#### [TEXTE FOURNI]
....
Histoire des religions : la naissance et les origines de Jésus

L’année de la naissance de Jésus n’est pas connue précisément. Les dates retenues oscillent désormais entre l’an 7 et l’an 5 avant notre ère, l’imprécision étant due aux travaux du moine Denys le Petit qui fixa le début de l’ère chrétienne, qui s’est imposé progressivement à partir du xie siècle à partir de données erronées. Traditionnellement fêtée le 25 décembre, la date de la naissance de Jésus est conventionnelle...



L’année de la naissance de Jésus n’est pas connue précisément. Les dates retenues oscillent désormais entre l’an 7 et l’an 5 avant notre ère, l’imprécision étant due aux travaux du moine Denys le Petit qui fixa le début de l’ère chrétienne, qui s’est imposé progressivement à partir du xie siècle à partir de données erronées. Traditionnellement fêtée le 25 décembre, la date de la naissance de Jésus est conventionnelle. Elle aurait été fixée au ive siècle pour coïncider avec la fête romaine du sol invictus, célébrée à cette date, à l’instar celle de la naissance du dieu Mithra, né selon la légende, également un 25 décembre. En outre, ce choix permettait une assimilation de la venue du Christ, à la remontée du soleil après le solstice d’hiver. Avant cela, la Nativité était fêtée le 6 janvier, ce qui est toujours le cas pour l’Église arménienne apostolique, tandis que l’Église catholique romaine y fête, désormais, l’Épiphanie qui célèbre la venue des rois mages à Bethléem.
....
#### [LISTE DU MATÉRIEL]

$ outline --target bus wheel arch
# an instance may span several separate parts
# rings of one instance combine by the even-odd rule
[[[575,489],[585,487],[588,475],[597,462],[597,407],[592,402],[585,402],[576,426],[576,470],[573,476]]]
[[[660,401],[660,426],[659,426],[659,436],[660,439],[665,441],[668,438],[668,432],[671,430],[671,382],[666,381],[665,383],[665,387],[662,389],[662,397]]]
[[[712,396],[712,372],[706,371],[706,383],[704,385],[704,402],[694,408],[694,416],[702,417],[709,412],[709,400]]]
....
#### [QUESTIONS ET CONSIGNES]
1. D'après le texte sur la naissance de Jésus, à quelle date l'Église arménienne apostolique fête-t-elle encore la Nativité ?
2. Reprenez le texte sur la naissance de Jésus là où il s'arrête et écrivez-en la suite.

#### [RÉPONSES ATTENDUES]
1. Le 6 janvier.

2.
S’il est communément admis que Jésus est un Juif galiléen, son lieu de sa naissance n’est pas connu avec certitude. Les historiens hésitent entre le berceau familial de Nazareth, où il passa toute sa jeunesse, et la ville de Bethléem en Judée. Cette ville, rappelons-le, est celle du roi David, de la lignée duquel le Messie attendu par les Juifs devait descendre, selon la prophétie de Michée. Si la tradition, construite avec le temps, lui attribue une conception extraordinaire, car ne passant pas par une relation physique, pour les Juifs, Jésus était le fruit de l’union illégitime de sa mère, Marie, avec un soldat romain du nom de Julius Panthera. Ainsi, dans le Talmud, on trouve une vingtaine de passages ou il est appelé Yeshu’a ben Panthera, Jésus fils de Panthera. Ce que contestera Origène (185-254), père de l’exé- gèse biblique dans son Contre Celse. Pour lui, puis au ive siècle pour Épiphane, évêque et théologien chrétien, Marie aurait conçu son fils en restant vierge et le serait ensuite resté. Cette virginité perpétuelle est contestée par les protestants qui croient qu’elle eut d’autres enfants après Jésus. En fait, rien ne permet d’étayer cette conception merveilleuse, d’autant plus, comme nous l’avons vu en introduction1, qu’il n’est fait que très peu mention de Marie dans les évangiles.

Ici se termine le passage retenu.